→ GIVEN INSTRUCTION:
How many lines in the rows below contain the string "tree", with case counting? Reply with the number alone.

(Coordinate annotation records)
[start]

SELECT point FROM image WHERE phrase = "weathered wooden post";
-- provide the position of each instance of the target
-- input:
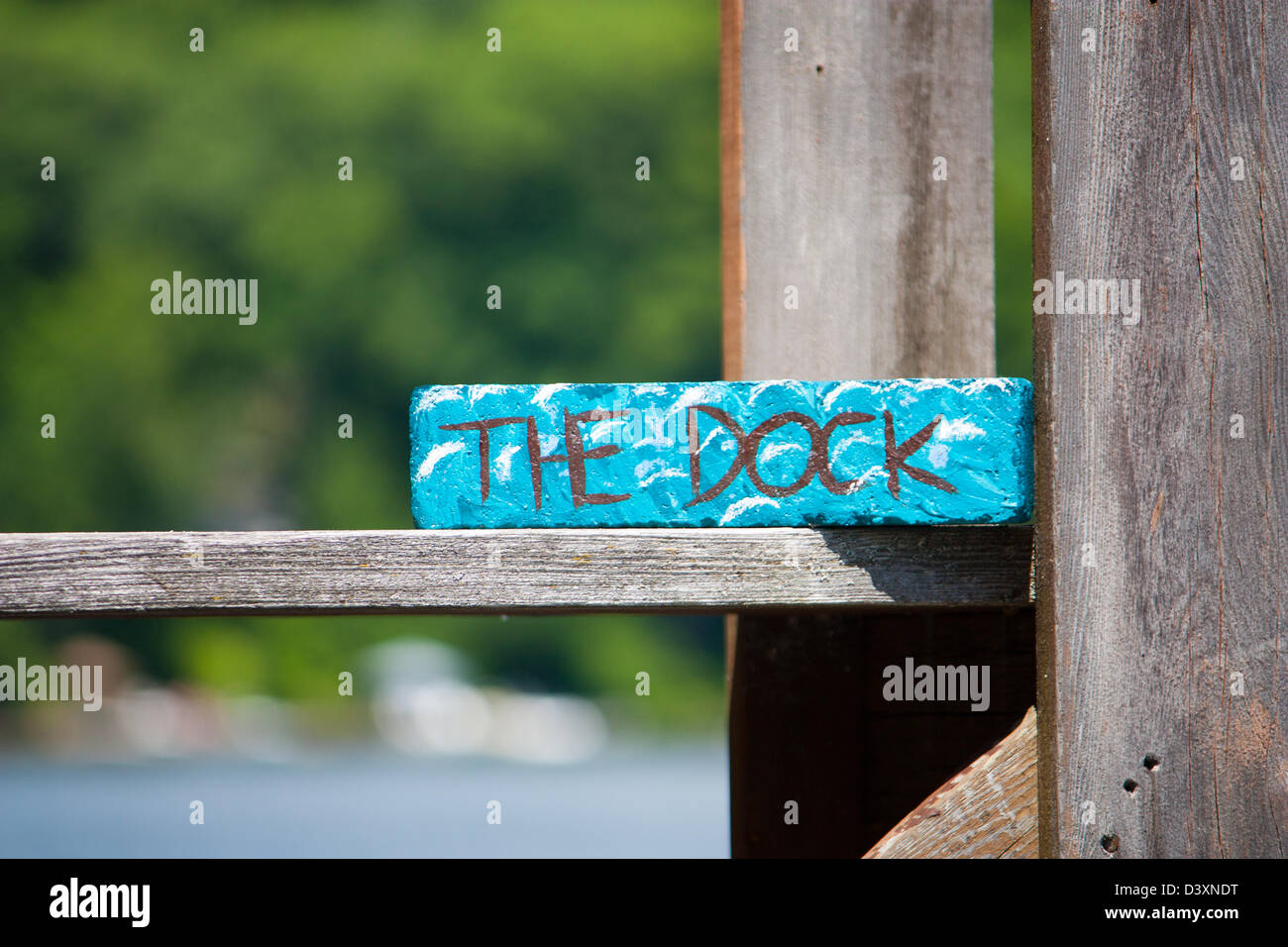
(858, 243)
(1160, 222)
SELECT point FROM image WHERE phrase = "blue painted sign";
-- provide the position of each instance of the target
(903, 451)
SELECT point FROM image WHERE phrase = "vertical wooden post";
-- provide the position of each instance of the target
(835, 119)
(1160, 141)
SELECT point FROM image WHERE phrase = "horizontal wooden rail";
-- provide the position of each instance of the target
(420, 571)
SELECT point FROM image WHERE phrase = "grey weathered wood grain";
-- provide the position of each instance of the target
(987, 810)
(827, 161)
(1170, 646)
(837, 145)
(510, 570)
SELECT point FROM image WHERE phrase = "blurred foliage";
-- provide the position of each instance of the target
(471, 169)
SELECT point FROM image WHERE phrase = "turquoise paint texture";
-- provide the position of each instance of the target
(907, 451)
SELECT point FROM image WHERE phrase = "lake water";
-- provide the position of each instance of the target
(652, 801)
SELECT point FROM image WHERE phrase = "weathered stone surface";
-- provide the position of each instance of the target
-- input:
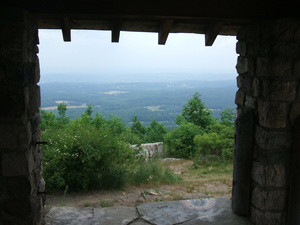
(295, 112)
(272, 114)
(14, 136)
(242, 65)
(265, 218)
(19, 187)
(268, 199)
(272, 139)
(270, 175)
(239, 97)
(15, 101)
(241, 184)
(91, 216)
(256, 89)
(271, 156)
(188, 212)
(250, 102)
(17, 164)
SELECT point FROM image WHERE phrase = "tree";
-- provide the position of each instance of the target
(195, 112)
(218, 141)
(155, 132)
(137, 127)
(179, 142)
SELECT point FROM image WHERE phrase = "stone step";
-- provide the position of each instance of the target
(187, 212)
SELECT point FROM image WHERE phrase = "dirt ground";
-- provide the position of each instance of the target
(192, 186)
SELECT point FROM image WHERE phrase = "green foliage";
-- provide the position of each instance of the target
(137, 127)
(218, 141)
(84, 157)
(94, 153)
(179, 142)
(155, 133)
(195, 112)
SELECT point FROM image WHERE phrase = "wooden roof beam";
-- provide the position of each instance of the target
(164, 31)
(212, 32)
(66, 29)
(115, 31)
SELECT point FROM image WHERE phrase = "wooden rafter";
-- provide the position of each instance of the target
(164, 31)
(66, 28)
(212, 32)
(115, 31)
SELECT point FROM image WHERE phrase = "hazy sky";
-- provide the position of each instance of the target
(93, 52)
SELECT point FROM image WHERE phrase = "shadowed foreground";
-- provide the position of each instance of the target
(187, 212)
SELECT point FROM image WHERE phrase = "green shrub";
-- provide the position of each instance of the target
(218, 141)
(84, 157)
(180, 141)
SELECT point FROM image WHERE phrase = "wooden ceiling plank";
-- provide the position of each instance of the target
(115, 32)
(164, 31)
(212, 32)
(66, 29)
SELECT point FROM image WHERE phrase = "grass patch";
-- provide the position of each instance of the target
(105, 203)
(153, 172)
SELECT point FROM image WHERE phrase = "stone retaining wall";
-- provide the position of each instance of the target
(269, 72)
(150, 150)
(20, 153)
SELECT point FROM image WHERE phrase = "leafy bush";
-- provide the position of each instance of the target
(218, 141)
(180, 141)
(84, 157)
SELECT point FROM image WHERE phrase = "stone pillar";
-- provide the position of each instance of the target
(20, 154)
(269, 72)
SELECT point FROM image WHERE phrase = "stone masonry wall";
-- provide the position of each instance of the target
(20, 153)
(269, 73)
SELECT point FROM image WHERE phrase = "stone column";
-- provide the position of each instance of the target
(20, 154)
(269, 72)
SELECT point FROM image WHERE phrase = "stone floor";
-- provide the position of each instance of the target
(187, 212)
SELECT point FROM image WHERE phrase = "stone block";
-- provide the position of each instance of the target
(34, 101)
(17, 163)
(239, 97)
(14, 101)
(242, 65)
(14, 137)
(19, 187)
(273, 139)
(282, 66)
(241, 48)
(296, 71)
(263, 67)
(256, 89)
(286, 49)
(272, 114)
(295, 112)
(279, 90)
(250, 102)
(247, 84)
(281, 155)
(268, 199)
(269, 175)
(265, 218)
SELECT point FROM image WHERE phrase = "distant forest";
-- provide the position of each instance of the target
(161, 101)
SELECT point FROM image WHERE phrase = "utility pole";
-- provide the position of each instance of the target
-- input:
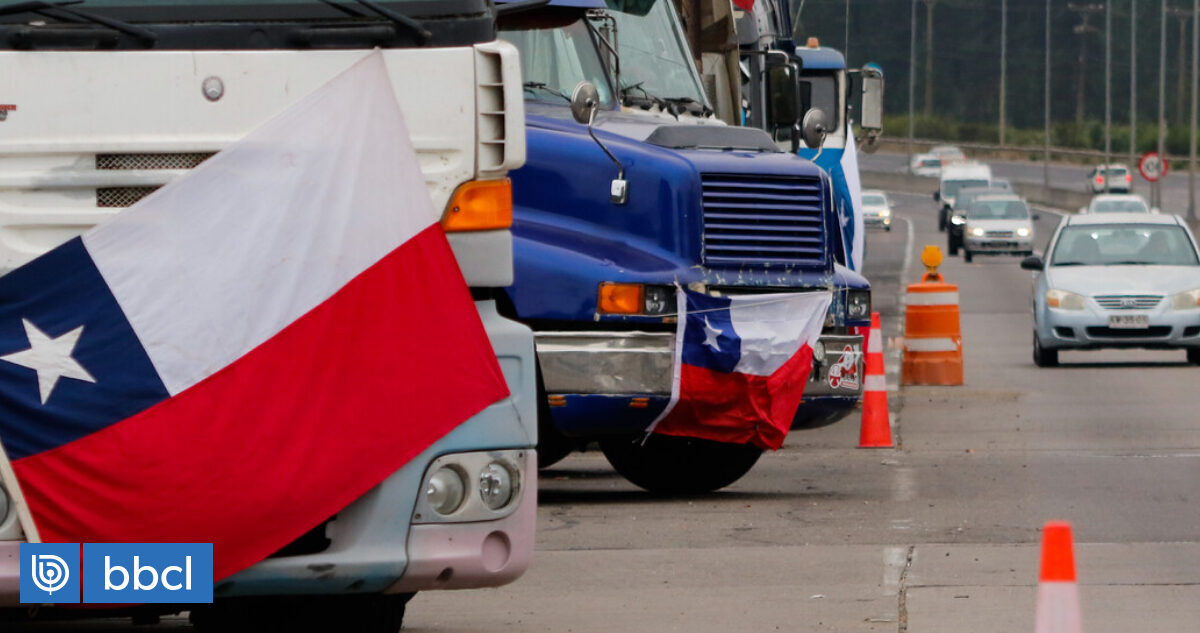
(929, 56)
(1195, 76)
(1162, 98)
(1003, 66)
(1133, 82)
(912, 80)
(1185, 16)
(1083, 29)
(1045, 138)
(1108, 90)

[end]
[start]

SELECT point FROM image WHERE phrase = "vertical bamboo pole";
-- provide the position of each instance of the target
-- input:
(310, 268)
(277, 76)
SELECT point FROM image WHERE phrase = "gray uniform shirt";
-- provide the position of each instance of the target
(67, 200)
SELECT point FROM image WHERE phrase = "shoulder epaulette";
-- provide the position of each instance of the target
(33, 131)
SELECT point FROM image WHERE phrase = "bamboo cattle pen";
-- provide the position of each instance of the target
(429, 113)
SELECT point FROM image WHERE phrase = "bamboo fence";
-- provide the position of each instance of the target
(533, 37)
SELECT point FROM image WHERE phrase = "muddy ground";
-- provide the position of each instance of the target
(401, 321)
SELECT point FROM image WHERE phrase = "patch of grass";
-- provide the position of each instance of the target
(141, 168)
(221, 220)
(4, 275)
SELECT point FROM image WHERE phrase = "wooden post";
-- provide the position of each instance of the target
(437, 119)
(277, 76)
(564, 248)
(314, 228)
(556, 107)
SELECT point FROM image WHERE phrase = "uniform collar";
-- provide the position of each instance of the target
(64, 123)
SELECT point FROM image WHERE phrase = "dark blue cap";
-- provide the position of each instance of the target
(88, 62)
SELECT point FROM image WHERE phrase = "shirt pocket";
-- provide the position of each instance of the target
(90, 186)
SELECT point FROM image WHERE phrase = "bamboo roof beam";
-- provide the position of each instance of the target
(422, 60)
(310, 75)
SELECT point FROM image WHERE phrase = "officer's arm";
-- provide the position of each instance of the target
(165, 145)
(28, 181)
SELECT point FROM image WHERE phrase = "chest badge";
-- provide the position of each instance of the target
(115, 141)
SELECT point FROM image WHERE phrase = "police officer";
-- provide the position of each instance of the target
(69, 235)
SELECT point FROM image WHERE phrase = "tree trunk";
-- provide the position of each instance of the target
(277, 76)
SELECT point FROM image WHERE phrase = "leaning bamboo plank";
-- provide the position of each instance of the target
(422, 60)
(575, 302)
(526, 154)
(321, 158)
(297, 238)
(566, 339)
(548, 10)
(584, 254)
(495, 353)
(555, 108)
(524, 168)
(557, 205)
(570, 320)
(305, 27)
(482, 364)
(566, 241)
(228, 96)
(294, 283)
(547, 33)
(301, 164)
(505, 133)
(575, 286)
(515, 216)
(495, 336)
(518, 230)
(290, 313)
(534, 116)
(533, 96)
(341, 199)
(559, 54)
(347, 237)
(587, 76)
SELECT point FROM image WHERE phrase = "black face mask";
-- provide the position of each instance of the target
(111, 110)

[end]
[start]

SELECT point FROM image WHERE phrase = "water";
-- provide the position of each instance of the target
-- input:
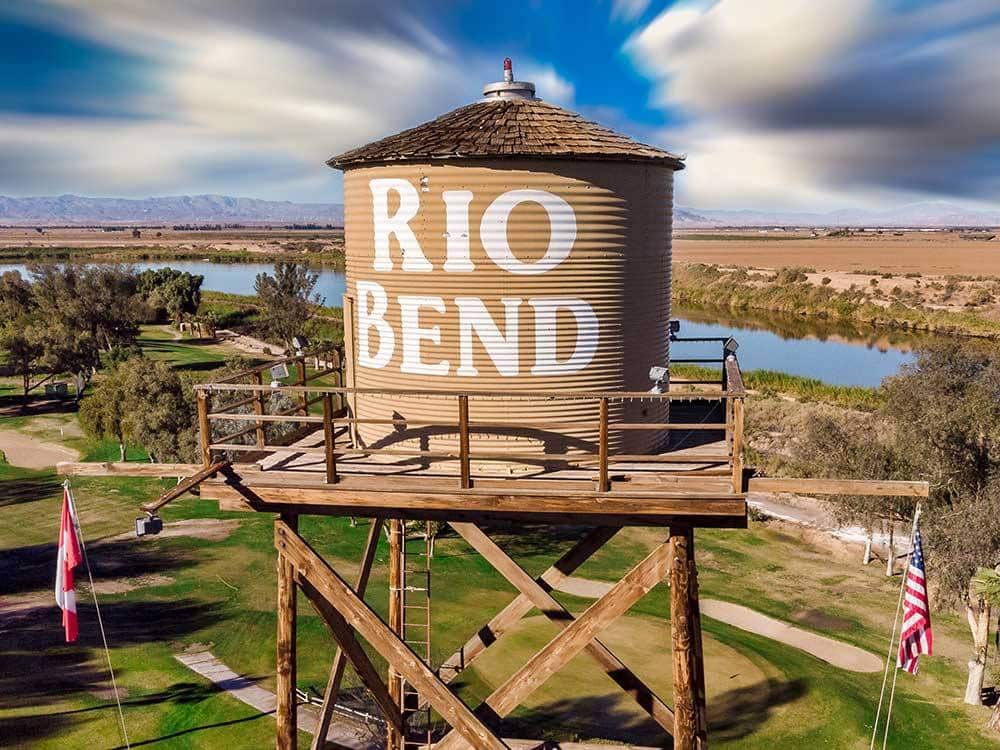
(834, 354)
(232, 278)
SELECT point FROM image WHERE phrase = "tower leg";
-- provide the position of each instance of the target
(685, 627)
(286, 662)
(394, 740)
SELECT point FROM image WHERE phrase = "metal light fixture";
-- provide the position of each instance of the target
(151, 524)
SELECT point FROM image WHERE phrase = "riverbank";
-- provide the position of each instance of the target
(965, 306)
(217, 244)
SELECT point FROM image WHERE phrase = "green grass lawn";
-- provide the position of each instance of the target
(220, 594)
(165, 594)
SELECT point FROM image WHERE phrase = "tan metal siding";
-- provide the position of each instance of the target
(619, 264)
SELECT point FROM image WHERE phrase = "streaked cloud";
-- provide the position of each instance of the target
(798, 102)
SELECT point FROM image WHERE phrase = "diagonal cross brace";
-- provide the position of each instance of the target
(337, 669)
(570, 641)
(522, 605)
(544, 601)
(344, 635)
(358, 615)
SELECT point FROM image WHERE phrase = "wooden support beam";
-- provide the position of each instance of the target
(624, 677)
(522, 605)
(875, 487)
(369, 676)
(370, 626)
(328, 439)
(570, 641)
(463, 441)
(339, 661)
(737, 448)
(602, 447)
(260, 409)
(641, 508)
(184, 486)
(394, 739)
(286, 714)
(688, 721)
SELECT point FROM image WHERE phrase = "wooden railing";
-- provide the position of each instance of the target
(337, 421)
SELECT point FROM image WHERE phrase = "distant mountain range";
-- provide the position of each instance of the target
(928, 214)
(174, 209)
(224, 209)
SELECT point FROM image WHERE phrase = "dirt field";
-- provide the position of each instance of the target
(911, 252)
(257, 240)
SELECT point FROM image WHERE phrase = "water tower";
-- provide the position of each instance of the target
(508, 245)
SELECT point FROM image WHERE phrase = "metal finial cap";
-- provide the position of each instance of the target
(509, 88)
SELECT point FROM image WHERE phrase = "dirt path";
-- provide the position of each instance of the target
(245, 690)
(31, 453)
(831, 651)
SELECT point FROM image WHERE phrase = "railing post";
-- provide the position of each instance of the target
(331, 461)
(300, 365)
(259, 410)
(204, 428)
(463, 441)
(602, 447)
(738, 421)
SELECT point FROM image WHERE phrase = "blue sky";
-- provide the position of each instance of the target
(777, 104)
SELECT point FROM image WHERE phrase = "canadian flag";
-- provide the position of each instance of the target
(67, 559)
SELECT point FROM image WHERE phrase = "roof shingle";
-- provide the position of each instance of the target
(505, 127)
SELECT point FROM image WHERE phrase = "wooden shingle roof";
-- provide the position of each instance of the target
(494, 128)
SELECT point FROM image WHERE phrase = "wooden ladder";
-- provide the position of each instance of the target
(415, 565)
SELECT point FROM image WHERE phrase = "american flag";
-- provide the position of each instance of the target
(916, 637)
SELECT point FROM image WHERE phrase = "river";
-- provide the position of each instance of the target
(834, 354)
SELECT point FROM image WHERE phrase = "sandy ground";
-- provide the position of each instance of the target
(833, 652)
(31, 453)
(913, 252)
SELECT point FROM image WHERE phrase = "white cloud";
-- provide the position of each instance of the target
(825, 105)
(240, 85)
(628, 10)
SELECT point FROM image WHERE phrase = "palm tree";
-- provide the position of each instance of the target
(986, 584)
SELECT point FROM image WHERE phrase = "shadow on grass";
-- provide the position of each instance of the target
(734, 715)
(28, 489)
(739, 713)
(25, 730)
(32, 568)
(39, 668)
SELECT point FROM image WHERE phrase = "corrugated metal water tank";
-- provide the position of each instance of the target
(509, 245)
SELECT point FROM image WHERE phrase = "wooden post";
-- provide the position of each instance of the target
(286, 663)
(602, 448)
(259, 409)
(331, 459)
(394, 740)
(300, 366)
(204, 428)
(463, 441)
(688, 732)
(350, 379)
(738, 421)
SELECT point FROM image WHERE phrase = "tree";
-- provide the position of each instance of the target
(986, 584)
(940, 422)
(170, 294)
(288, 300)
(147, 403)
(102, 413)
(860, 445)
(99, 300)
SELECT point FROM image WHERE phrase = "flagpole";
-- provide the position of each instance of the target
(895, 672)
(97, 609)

[end]

→ EXERCISE OUTPUT:
4